* DIRECTION: Give back the lines below word for word, leaving out the pictures.

* GIVEN RECORDS:
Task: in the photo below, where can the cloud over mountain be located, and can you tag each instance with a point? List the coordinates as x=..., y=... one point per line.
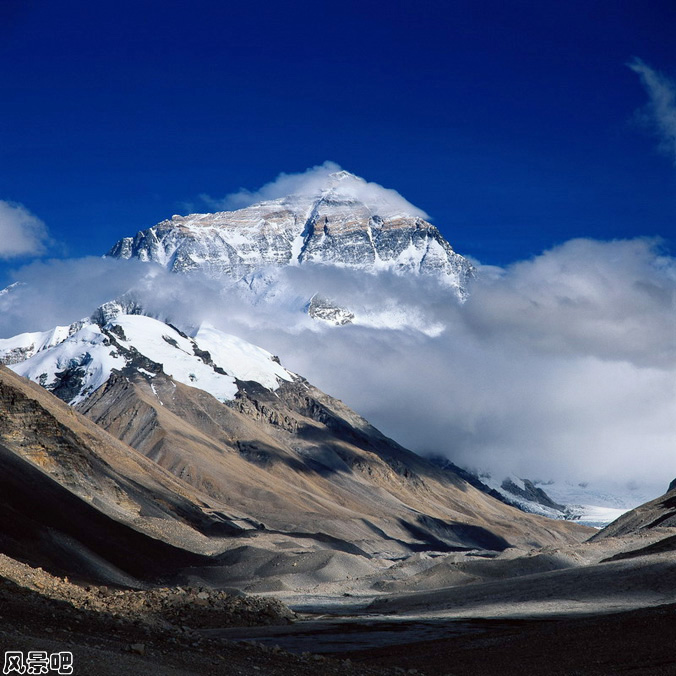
x=561, y=366
x=312, y=182
x=21, y=232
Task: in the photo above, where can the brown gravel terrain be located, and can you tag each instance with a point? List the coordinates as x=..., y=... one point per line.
x=637, y=643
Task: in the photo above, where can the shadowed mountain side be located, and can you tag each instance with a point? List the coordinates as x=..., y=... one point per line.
x=600, y=588
x=78, y=499
x=660, y=512
x=303, y=463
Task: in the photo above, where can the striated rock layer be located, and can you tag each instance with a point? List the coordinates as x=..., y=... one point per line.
x=332, y=226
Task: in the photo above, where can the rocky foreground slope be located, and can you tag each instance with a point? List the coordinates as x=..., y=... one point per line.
x=340, y=223
x=229, y=488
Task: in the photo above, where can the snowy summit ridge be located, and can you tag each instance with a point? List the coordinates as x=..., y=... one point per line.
x=74, y=361
x=339, y=220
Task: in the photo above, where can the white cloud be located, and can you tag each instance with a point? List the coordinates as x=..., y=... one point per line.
x=563, y=366
x=661, y=109
x=21, y=232
x=315, y=180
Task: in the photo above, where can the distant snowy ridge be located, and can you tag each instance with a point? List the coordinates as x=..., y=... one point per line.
x=586, y=503
x=73, y=362
x=343, y=223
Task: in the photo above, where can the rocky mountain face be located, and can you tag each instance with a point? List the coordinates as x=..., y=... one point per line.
x=658, y=513
x=218, y=448
x=334, y=225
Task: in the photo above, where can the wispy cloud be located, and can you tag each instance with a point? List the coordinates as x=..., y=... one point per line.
x=313, y=181
x=21, y=232
x=660, y=112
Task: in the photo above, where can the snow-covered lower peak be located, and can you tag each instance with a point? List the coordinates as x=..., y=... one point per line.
x=343, y=223
x=25, y=345
x=75, y=363
x=242, y=360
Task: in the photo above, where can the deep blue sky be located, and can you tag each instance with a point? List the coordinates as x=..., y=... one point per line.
x=510, y=123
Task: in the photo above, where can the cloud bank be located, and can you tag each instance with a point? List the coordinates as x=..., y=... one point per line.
x=313, y=182
x=661, y=110
x=21, y=232
x=563, y=366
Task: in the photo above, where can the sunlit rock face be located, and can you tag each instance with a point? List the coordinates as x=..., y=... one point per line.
x=345, y=222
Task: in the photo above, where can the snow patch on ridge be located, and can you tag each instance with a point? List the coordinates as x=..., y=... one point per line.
x=75, y=363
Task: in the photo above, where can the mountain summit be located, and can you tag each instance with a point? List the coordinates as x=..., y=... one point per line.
x=341, y=220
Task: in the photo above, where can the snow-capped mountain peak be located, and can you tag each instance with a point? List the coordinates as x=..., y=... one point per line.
x=339, y=220
x=75, y=361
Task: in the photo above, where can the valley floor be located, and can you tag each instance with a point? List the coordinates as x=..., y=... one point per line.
x=602, y=618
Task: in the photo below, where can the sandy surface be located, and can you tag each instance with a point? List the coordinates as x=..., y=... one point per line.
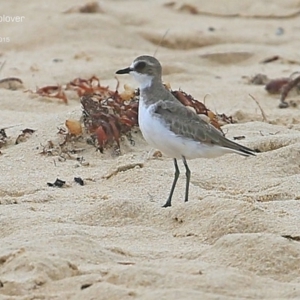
x=112, y=234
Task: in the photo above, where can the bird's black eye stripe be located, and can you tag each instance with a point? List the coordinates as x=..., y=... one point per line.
x=140, y=66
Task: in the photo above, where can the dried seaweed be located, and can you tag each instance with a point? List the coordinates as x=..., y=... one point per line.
x=108, y=115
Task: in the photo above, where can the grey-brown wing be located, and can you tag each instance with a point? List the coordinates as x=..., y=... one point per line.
x=186, y=123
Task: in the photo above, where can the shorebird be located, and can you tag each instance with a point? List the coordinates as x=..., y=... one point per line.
x=171, y=127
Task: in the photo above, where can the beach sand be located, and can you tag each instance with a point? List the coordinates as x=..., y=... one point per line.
x=111, y=239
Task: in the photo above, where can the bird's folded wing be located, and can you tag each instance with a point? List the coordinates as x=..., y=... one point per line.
x=186, y=123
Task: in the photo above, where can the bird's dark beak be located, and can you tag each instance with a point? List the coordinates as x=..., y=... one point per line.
x=124, y=71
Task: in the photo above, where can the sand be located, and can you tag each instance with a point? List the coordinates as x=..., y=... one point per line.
x=110, y=239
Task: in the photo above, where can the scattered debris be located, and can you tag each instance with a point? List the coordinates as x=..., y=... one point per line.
x=26, y=133
x=74, y=127
x=79, y=180
x=270, y=59
x=90, y=7
x=123, y=169
x=276, y=86
x=259, y=79
x=57, y=183
x=11, y=83
x=260, y=108
x=108, y=116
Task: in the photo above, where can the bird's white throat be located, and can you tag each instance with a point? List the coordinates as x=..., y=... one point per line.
x=144, y=80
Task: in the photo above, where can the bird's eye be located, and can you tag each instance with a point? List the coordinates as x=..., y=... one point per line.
x=140, y=66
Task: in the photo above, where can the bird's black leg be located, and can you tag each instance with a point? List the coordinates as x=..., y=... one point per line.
x=176, y=175
x=188, y=177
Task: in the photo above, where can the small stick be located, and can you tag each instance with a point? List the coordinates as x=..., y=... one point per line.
x=260, y=108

* RESULT OF THIS EXERCISE:
Task: in the photo below, where can the cloud over mountain be located, and can you tag each instance with a point? List the coordinates as x=..., y=... one point per line.
x=561, y=366
x=312, y=182
x=21, y=232
Task: in the photo above, where can the brown gravel terrain be located, and can you tag each instance with a point? List the coordinates as x=..., y=... one point per line.
x=637, y=643
Task: in the photo above, where can the shadowed mountain side be located, and can you tag each instance with a point? List the coordinates as x=..., y=... one point per line.
x=600, y=588
x=78, y=499
x=660, y=512
x=303, y=463
Task: in the photo above, where can the striated rock layer be located, and can you tag each instance with a point? List the coordinates as x=..., y=... one point per line.
x=332, y=226
Task: in the photo above, where can the rocky foreground slope be located, and can you tag each instance with a point? List the coordinates as x=..., y=... one point per line.
x=340, y=223
x=229, y=488
Task: in the photo above, where can the snowy summit ridge be located, and can you tag each instance with a point? List the coordinates as x=..., y=... one point per line.
x=74, y=361
x=339, y=220
Task: in the photo above, where can the white cloud be located, and can you tag each instance with a point? List the coordinates as x=..., y=... one point per line.
x=563, y=366
x=661, y=109
x=21, y=232
x=315, y=180
Task: in the photo above, where can the distant snowy ridge be located, and can you tag each instance with a point? List the coordinates as x=..., y=... one point per line.
x=586, y=503
x=73, y=362
x=343, y=223
Task: in the photo above, where can the rocky mountain face be located, and can you tag each instance with a point? List the coordinates as x=..., y=... one point per line.
x=658, y=513
x=218, y=448
x=334, y=225
Task: in the photo above, where can the wispy cloud be located, and can you tag each instance with a point? List the coordinates as x=..., y=... one point per line.
x=313, y=181
x=21, y=232
x=660, y=112
Task: in the photo above, where can the snow-covered lower peak be located, and can you tag each instance with a point? List the coordinates as x=..., y=... one point per line.
x=343, y=223
x=25, y=345
x=75, y=363
x=242, y=360
Task: in the photo above, where can the deep blue sky be located, and can you tag each instance with a point? List the coordinates as x=..., y=... one point per line.
x=510, y=123
Task: in the photo above, where can the cloud bank be located, and can you tag each instance with a point? List the coordinates as x=..., y=... one point per line.
x=313, y=182
x=661, y=110
x=21, y=232
x=563, y=366
Task: in the photo above, where can the sunlit rock face be located, and can you tag each instance with a point? List the coordinates as x=..., y=... one point per line.
x=345, y=222
Task: in the photo above, where can the snow patch on ridge be located, and can you tag each instance with a point? List the coordinates as x=..., y=... one point per line.
x=75, y=363
Task: in the photo above, where can the mountain summit be located, and can you tag each instance with a point? List the coordinates as x=..., y=... one point per line.
x=341, y=220
Task: in the photo above, where can the snow-capped mountain peak be located, and can you tag each instance with a point? List the coordinates as x=..., y=... one point per line.
x=339, y=220
x=75, y=361
Task: in the photo above, where can the valley floor be located, and can you tag each instance with a point? List the coordinates as x=..., y=... one point per line.
x=602, y=618
Task: in the photo below, where can the sandy surface be located, and can you tag each instance with a point? List the coordinates as x=..., y=... one point per line.
x=112, y=234
Task: in the photo above, where can the bird's black eye stripe be located, and can you tag each instance with a point? List the coordinates as x=..., y=... one point per line.
x=140, y=66
Task: in the photo above, where can the dried seaweed be located, and can you tag each instance with a point? List the coordinates as x=..., y=... one point per line.
x=108, y=115
Task: in the photo above, where can the grey-brown wing be located, and can you tag each instance with a point? List the coordinates as x=..., y=... one point per line.
x=186, y=123
Task: in the photo above, where can the shorebird be located, and can you tag each instance with a point? List the coordinates as x=..., y=... one point per line.
x=171, y=127
Task: in the photo above, where can the beach sand be located, and can you tag each instance with a point? List the coordinates as x=..., y=... one point per line.
x=111, y=239
Task: in the photo above, where can the bird's folded wing be located, and can you tag each instance with a point? List the coordinates as x=..., y=... one point per line.
x=186, y=123
Task: in the photo above, where can the bird's dark beak be located, and can you tag each instance with a point? List the coordinates as x=..., y=... one point per line.
x=124, y=71
Task: in the photo above, where can the sand be located, and can you tag each instance with a point? List the coordinates as x=..., y=... one point per line.
x=110, y=239
Task: in the photo above, where can the scattered debris be located, and can you tag each instance with a point? List the coordinates as x=..., y=... one point per line.
x=26, y=133
x=74, y=127
x=79, y=180
x=270, y=59
x=90, y=7
x=123, y=169
x=276, y=86
x=259, y=79
x=57, y=183
x=11, y=83
x=260, y=108
x=108, y=116
Task: in the photo above, where can the bird's white throat be located, and can you tag each instance with a point? List the coordinates as x=..., y=... one point per line.
x=144, y=80
Task: in the photo above, where can the bird's eye be located, and can you tag each instance with a point? List the coordinates as x=..., y=... one point per line.
x=140, y=66
Task: in the photo above, where can the bird's black leg be located, and can you tag each instance with a point? List the coordinates as x=..., y=... one point per line.
x=176, y=175
x=188, y=177
Task: in the photo above, where can the small stick be located, and can you tag each instance with a point? List the coordinates as x=..., y=... one point per line.
x=260, y=108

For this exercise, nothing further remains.